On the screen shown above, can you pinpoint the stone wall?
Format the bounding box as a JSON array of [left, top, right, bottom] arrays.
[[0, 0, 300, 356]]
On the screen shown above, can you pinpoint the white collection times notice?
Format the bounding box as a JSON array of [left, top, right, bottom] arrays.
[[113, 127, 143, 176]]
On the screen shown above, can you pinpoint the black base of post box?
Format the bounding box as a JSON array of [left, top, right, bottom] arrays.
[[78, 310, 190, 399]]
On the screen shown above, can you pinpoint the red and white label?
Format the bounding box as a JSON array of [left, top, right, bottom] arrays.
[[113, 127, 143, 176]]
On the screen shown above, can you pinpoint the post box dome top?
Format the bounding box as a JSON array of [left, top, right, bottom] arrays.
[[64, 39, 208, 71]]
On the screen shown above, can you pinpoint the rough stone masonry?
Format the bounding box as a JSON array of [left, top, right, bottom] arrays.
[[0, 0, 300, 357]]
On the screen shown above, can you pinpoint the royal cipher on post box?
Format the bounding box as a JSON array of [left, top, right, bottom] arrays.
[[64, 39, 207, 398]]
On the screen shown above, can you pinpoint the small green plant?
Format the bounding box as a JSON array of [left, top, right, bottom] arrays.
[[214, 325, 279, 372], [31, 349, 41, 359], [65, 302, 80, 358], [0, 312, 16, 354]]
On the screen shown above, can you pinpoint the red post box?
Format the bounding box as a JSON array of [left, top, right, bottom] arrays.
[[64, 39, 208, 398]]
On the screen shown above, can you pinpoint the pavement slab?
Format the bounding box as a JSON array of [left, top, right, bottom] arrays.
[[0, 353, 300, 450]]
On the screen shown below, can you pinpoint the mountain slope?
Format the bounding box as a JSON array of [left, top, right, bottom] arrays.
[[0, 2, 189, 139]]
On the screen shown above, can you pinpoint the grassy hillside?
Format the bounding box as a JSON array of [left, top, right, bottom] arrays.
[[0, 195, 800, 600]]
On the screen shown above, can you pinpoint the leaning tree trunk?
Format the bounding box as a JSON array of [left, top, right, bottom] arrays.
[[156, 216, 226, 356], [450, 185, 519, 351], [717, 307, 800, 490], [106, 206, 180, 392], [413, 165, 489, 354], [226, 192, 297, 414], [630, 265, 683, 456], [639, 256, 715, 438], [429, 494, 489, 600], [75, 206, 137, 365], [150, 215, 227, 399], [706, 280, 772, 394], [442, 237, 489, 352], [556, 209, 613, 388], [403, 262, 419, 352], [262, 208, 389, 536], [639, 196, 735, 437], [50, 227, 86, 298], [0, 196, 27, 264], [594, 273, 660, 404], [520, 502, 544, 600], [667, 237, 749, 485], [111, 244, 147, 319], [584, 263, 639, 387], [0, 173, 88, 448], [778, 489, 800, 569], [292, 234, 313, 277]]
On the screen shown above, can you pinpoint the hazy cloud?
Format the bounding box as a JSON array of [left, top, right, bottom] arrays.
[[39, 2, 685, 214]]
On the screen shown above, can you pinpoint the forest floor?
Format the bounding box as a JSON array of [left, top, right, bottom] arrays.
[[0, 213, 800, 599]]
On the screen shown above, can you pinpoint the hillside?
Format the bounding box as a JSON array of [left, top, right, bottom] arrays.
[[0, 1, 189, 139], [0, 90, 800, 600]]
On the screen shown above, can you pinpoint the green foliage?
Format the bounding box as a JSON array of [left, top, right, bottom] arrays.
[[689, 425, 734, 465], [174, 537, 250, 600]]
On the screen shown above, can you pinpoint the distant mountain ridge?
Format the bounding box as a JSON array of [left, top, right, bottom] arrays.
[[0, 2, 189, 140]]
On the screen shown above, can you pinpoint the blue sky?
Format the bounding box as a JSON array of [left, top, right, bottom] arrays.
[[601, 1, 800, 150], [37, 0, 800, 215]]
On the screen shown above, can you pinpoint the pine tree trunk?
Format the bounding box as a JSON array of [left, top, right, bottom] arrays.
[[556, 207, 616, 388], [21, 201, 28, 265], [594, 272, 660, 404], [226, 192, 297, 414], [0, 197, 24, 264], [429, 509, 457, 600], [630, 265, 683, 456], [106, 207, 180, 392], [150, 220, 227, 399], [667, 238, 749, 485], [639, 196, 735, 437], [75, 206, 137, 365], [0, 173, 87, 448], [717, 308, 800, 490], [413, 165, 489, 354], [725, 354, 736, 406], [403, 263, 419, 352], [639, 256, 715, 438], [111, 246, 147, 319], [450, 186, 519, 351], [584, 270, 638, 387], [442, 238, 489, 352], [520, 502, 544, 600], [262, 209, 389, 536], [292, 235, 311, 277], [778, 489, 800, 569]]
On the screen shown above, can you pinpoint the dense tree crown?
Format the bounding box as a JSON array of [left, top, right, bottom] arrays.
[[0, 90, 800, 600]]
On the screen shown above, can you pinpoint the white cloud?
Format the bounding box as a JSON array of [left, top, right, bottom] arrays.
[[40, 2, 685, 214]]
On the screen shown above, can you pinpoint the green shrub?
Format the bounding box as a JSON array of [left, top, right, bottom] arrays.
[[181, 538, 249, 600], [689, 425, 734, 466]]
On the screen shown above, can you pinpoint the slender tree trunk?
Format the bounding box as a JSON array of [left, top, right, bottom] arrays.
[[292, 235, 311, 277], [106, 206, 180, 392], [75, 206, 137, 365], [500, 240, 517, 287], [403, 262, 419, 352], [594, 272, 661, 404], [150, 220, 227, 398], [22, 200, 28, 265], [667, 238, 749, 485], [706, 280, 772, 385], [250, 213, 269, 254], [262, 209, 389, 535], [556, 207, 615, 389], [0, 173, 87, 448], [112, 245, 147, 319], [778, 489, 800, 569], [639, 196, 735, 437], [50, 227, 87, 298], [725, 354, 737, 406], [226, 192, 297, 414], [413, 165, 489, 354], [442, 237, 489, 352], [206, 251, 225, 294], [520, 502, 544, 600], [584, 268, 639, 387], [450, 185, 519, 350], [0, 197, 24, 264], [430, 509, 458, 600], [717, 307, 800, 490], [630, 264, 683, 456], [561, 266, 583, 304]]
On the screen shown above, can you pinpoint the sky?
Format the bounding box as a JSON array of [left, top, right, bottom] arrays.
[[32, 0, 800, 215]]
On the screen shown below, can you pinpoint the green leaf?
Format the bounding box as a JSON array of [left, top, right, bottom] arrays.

_Problem to solve_. Render each line of the listing above as an item in a numbered list, omitting any blank lines.

_Exercise response_.
1. On the screen shown above, can you pinpoint the stone wall?
2. Format the bounding box as a JSON array of [left, top, right, bottom] arrays.
3. [[0, 0, 300, 356]]
4. On the screen shown above, can you pinpoint the white collection times notice?
5. Format the bounding box as a JSON array of [left, top, right, bottom] arrays.
6. [[113, 127, 143, 176]]
7. On the screen shown above, can you pinpoint the black base of post box?
8. Format the bounding box as a JSON array of [left, top, right, bottom] arrays.
9. [[78, 310, 190, 399]]
10. On the screen shown above, can you pinpoint the red and white label?
11. Format the bounding box as a JSON array of [left, top, right, bottom] arrays.
12. [[113, 127, 143, 176]]
13. On the screen shown above, can you pinpoint the post box dome top?
14. Format the bounding box as a JSON array of [left, top, right, bottom] arrays.
15. [[64, 39, 208, 71]]
16. On the screen shown above, can you pinpoint the rough stone masonry?
17. Format the bounding box as a JSON array of [left, top, right, bottom] arrays.
18. [[0, 0, 300, 357]]
19. On the screen shown above, can you pinpoint the royal cipher on post box?
20. Format the bounding box as a JSON array of [left, top, right, bottom] arrays.
21. [[64, 39, 207, 398]]
22. On the screen shown above, can you pinpoint the small green plant?
23. Format the bounding box as a JSON array of [left, top, right, bottom] arrays.
24. [[214, 325, 279, 372], [31, 349, 41, 359], [65, 302, 80, 358], [0, 312, 16, 354]]
25. On the screen shown above, can you pinpoint the red post box?
26. Format the bounding box as a JSON array of [left, top, right, bottom] arrays.
27. [[64, 39, 208, 398]]
28. On the screen shown above, can you pinpoint the pavement slab?
29. Format the bounding box as a JSON array of [left, top, right, bottom] arrays.
30. [[0, 353, 300, 450]]
31. On the screen shown below, can you pinpoint the mountain slope?
32. Format the bounding box as a JSON array of [left, top, right, bottom] arrays.
33. [[0, 2, 189, 139]]
34. On the screen shown above, can you pinpoint the grassy hillside?
35. Format the bounding box as a JSON array of [left, top, right, bottom] arrays.
36. [[0, 195, 800, 600]]
37. On the screen shown above, can you pinpoint the leaning tree trunk?
38. Format the bounding box as a JSON array of [left, top, right, bottom] arrays.
39. [[156, 216, 226, 356], [450, 185, 519, 351], [717, 307, 800, 490], [106, 206, 180, 392], [413, 165, 489, 354], [226, 192, 297, 414], [630, 265, 683, 456], [639, 256, 715, 438], [429, 494, 489, 600], [75, 206, 137, 365], [150, 215, 227, 399], [706, 280, 772, 394], [442, 237, 489, 352], [556, 209, 613, 388], [403, 262, 419, 352], [262, 208, 389, 536], [639, 196, 735, 437], [50, 227, 86, 298], [0, 196, 27, 264], [594, 273, 660, 404], [520, 502, 544, 600], [667, 237, 749, 485], [111, 244, 147, 319], [584, 263, 639, 387], [0, 173, 88, 448], [778, 489, 800, 569], [292, 234, 313, 277]]
40. On the screen shown above, can you pinpoint the hazy cloud?
41. Format the bounding box as a JSON array of [left, top, right, bottom] arrays.
42. [[39, 2, 685, 214]]
43. On the screen shown above, can you pinpoint the forest floor?
44. Format the bounding box as a JSON array of [left, top, right, bottom] arrays.
45. [[0, 213, 800, 599]]
46. On the screen shown above, can you pinpoint the hillside?
47. Format the bounding box as a JSON array of [left, top, right, bottom] arrays.
48. [[0, 1, 189, 139], [0, 90, 800, 600]]
49. On the screen shown above, can you pinpoint the green foliage?
50. Format the bounding box as a JSON array of [left, top, right, bottom] arrays.
51. [[689, 425, 734, 465], [174, 537, 250, 600]]
52. On the screen shown above, can you pinpoint the distant mountain ridge?
53. Format the bounding box as a JSON array of [left, top, right, bottom] arrays.
54. [[0, 2, 189, 140]]
55. On the screen shown above, can you pinpoint the blue sky?
56. Format the bounding box as a JSON array of [left, top, right, bottom] arrays.
57. [[601, 1, 800, 150], [37, 0, 800, 215]]
58. On the screen shown above, can you pinpoint the pine tree trunk?
59. Format the bounding box as a JSON array of [left, top, right, bottom] arrays.
60. [[556, 207, 616, 388], [21, 201, 28, 265], [594, 272, 660, 404], [226, 192, 297, 414], [0, 197, 24, 264], [429, 509, 457, 600], [630, 265, 683, 456], [106, 207, 180, 392], [150, 220, 227, 399], [667, 238, 749, 485], [639, 196, 735, 437], [75, 206, 137, 365], [0, 173, 87, 448], [717, 308, 800, 490], [413, 165, 489, 354], [725, 354, 736, 406], [403, 263, 419, 352], [639, 256, 715, 438], [111, 246, 147, 319], [450, 186, 519, 351], [584, 270, 638, 387], [442, 238, 489, 352], [520, 502, 544, 600], [262, 209, 389, 536], [292, 235, 311, 277], [778, 489, 800, 569]]
61. On the screen shown above, can you pinpoint the dense tree crown?
62. Format the bounding box as a JSON array of [left, top, right, bottom] arrays.
63. [[0, 90, 800, 600]]
64. On the screen shown above, can you pinpoint the white cloud?
65. Format the bounding box as a JSON array of [left, top, right, bottom] arrays.
66. [[40, 2, 685, 214]]
67. On the screen shown above, can you pinpoint the green shrub?
68. Format the bounding box as a JSON array of [left, top, right, bottom] arrays.
69. [[181, 538, 249, 600], [689, 425, 734, 466]]
70. On the screen shown above, can you pinpoint the slender tree trunk?
71. Format the bounding box as a JSON array of [left, top, right, bottom] arrays.
72. [[292, 235, 311, 277], [106, 206, 180, 392], [75, 206, 137, 365], [500, 240, 517, 287], [403, 262, 419, 352], [594, 272, 661, 404], [150, 220, 227, 398], [22, 200, 28, 265], [667, 238, 749, 485], [706, 280, 772, 385], [250, 213, 269, 254], [262, 209, 389, 535], [556, 207, 615, 389], [0, 173, 87, 448], [112, 245, 147, 319], [778, 489, 800, 569], [639, 196, 735, 437], [50, 227, 87, 298], [725, 354, 737, 406], [226, 192, 297, 414], [413, 165, 489, 354], [442, 237, 489, 352], [206, 251, 225, 294], [520, 502, 544, 600], [584, 268, 639, 387], [450, 185, 519, 350], [0, 197, 24, 264], [430, 509, 458, 600], [717, 307, 800, 490], [630, 264, 683, 456], [561, 266, 583, 304]]
73. On the screen shown above, can you pinpoint the sky?
74. Format the bounding box as a JSON array of [left, top, right, bottom] arrays.
75. [[32, 0, 800, 215]]
76. On the screen shown below, can you pinpoint the green leaf?
77. Format the bounding box as a JSON array of [left, top, right, bottom] arrays.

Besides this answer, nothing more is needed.